- **DATASET RECORDS**
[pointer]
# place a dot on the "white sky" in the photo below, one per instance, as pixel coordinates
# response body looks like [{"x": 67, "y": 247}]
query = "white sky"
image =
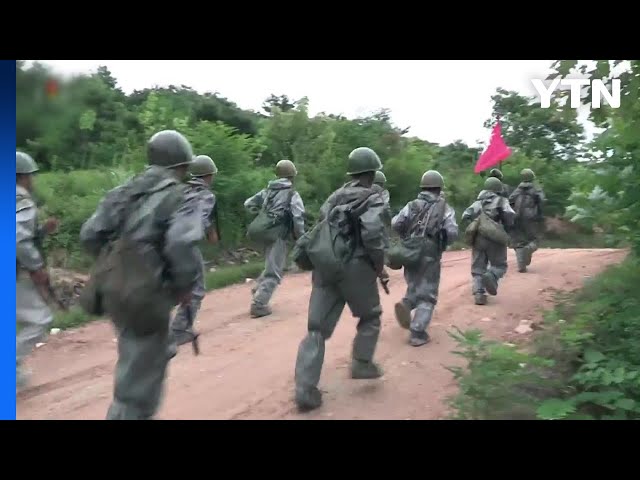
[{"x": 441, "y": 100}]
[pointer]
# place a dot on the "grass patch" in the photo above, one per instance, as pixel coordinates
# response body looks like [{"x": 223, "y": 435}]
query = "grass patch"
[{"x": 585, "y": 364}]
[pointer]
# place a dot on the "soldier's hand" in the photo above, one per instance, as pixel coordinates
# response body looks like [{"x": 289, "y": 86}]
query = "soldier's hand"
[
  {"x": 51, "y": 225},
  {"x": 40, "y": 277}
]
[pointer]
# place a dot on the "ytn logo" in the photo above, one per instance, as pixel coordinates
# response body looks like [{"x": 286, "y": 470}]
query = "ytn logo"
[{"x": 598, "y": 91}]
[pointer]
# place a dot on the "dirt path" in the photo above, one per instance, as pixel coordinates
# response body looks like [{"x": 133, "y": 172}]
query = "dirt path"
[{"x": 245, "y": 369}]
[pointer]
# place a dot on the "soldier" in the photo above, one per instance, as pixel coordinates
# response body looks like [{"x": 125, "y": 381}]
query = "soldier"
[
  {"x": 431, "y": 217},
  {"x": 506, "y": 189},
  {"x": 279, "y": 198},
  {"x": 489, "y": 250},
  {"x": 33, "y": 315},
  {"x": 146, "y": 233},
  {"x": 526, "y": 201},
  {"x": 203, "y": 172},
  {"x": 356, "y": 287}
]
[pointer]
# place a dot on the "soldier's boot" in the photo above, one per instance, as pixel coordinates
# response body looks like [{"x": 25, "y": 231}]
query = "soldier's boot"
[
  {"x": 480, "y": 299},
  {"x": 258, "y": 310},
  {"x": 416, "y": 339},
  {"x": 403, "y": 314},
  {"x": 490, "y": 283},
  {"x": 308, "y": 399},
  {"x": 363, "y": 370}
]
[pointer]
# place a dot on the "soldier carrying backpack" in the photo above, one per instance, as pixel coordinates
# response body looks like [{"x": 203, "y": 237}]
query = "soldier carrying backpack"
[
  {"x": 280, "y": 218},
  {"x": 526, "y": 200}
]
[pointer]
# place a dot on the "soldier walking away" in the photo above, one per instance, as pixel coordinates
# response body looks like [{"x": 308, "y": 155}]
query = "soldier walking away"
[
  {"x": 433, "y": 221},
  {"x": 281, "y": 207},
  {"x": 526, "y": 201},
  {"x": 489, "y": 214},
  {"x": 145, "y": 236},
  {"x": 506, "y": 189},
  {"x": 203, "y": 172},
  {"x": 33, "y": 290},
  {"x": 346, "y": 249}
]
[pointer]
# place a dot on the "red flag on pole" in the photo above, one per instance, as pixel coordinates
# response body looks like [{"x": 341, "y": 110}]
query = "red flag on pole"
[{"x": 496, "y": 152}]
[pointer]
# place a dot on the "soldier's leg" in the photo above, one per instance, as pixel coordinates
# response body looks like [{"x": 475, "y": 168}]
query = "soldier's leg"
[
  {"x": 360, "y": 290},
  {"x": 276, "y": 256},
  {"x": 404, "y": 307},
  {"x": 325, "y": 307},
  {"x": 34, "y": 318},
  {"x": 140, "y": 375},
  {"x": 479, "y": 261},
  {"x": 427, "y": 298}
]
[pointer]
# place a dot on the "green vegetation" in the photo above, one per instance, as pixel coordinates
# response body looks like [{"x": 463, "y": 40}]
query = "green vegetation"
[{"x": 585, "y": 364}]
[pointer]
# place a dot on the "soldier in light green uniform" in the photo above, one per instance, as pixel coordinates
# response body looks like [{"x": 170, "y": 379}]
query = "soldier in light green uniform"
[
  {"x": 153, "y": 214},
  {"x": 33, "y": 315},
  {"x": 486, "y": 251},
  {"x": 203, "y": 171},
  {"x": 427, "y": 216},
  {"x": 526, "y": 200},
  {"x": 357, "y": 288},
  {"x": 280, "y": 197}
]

- **PROMPT**
Check the entries above line by line and return each one containing the word "white".

- **ANSWER TO THIS EXERCISE**
# place a dot on the "white sky" in the photo below, one per instance, as pixel coordinates
query = "white sky"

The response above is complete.